Required work> According to the dolphin text, how many teeth does the Indo-Pacific bottlenose dolphin have on each side of each jaw?

Scientific classification
- Kingdom: Animalia
- Phylum: Chordata
- Class: Mammalia
- Infraclass: Placentalia
- Order: Artiodactyla
- Infraorder: Cetacea
- Family: Delphinidae
- Genus: Tursiops
- Species: T. aduncus
- Binomial name: Tursiops aduncus (Ehrenberg, 1833)
- Subspecies: T. aduncus australis (Burrunan dolphin);
- Synonyms: Delphinus aduncus Ehrenberg, 1833 ; Delphinus hamatus Wiegmann, 1841 ; Delphinus abusalam Rüppell, 1842 ; Tursiops catalania Gray, 1862 ; Tursio abusalam Gray, 1866 ; Steno gadamu Gray, 1866 ; Sotalia gadumu Owen, 1866 ; Clymenia gudamu Gray, 1868 ; Delphinus salam Van Beneden, 1886 ; Sotalia perniger Trouessart, 1898 ; Tursiops fergusoni Lydekker, 1903 ; Tursiops abusalam Trouessart, 1904 ; Tursiops truncatus aduncus Hershkovitz, 1966 ; Tursiops australis Charlton-Robb, et al, 2011 ;

= Indo-Pacific bottlenose dolphin =

- Genus: Tursiops
- Species: aduncus
- Authority: (Ehrenberg, 1833)
- Conservation status: NT

Species of mammal

Aerial view of a pod of Indo-Pacific bottlenose dolphins (Tursiops aduncus) with calves at Gordon's Bay, Sydney.

The Indo-Pacific bottlenose dolphin (Tursiops aduncus) is a species of bottlenose dolphin. This dolphin grows to 2.6 m long, and weighs up to 230 kg. It lives in the waters around India, northern Australia, South China, the Red Sea, and the eastern coast of Africa. Its back is dark grey and its belly is lighter grey or nearly white with grey spots.

The Indo-Pacific bottlenose dolphin is generally smaller than the common bottlenose dolphin, has a proportionately longer rostrum, and has spots on its belly and lower sides. It also has more teeth than the common bottlenose dolphin — 23 to 29 teeth on each side of each jaw compared to 21 to 24 for the common bottlenose dolphin.

Much of the old scientific data in the field combine data about the Indo-Pacific bottlenose dolphin and the common bottlenose dolphin into a single group, making it effectively useless in determining the structural differences between the two species. The IUCN lists the Indo-Pacific bottlenose dolphin as "near threatened" in their Red List of endangered species.

Records from a data source>
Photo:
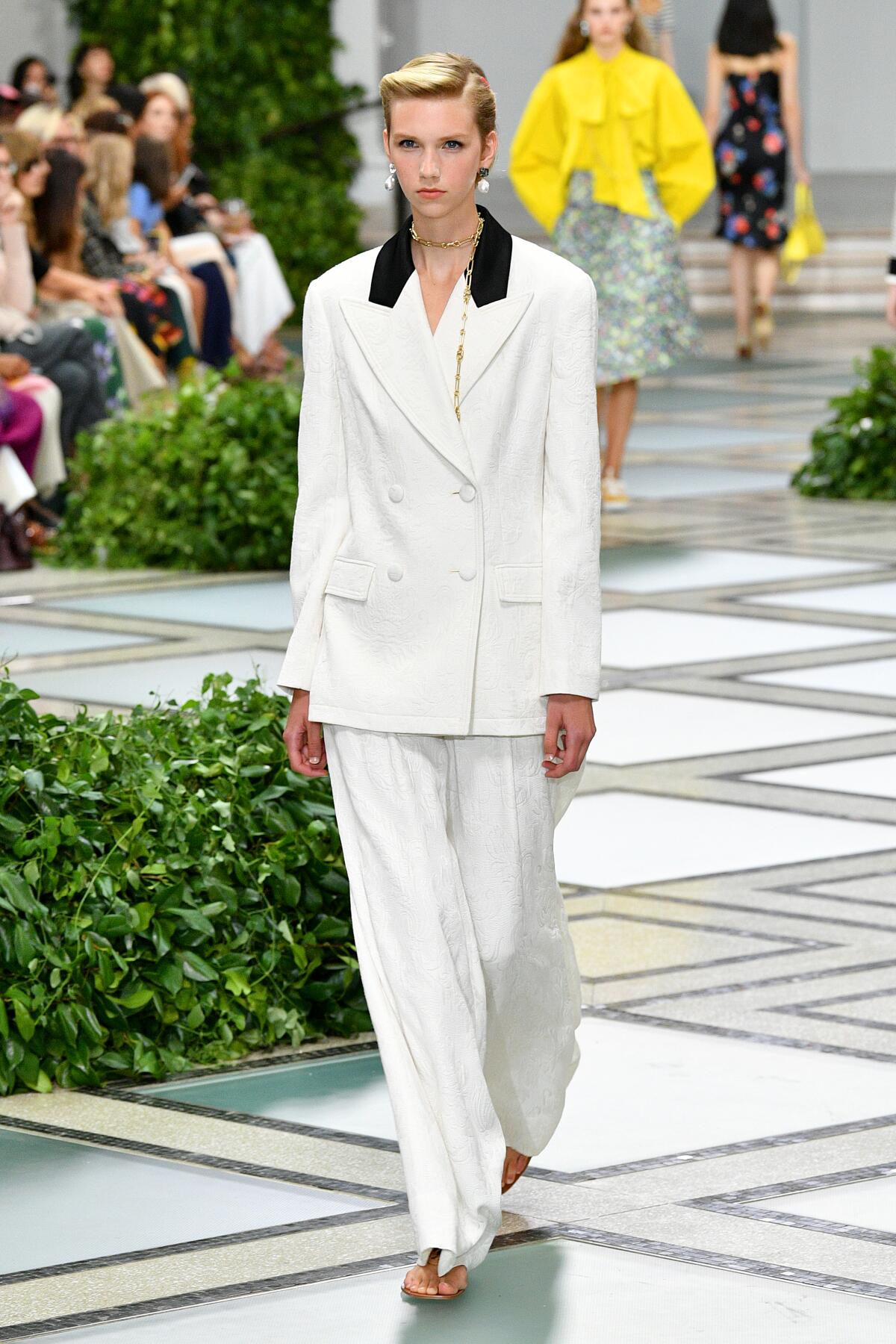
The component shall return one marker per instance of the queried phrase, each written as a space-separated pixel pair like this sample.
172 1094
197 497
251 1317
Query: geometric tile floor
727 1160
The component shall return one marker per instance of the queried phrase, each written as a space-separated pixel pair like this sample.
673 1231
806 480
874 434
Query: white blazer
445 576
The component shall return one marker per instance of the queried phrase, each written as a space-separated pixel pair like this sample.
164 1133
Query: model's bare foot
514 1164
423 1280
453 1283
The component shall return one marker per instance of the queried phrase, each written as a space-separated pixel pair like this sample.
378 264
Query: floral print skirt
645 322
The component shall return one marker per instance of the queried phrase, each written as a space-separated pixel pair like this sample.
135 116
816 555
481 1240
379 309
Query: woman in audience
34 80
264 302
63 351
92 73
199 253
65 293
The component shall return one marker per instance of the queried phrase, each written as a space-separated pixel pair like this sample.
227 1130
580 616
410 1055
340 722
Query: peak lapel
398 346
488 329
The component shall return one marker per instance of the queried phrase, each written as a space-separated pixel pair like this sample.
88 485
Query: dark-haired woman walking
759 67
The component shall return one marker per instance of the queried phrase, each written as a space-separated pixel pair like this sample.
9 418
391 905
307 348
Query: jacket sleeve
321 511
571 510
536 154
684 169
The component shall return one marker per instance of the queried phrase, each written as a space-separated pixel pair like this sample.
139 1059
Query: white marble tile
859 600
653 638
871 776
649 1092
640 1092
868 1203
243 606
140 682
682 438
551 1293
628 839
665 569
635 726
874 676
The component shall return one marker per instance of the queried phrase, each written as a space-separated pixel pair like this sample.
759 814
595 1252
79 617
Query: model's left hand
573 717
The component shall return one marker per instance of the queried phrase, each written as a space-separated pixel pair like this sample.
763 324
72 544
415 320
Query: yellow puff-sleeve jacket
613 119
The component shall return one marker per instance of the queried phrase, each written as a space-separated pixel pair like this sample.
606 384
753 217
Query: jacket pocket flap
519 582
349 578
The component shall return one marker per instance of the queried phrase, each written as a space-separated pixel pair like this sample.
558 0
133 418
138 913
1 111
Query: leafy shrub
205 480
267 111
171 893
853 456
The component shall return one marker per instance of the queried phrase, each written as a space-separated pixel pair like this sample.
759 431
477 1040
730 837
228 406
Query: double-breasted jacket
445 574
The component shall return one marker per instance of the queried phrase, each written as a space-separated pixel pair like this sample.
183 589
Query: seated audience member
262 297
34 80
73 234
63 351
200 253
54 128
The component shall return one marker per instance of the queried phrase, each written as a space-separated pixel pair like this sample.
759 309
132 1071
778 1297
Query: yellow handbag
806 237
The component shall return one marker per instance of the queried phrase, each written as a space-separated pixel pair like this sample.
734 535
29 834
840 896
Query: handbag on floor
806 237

Task output> 23 to 29 teeth.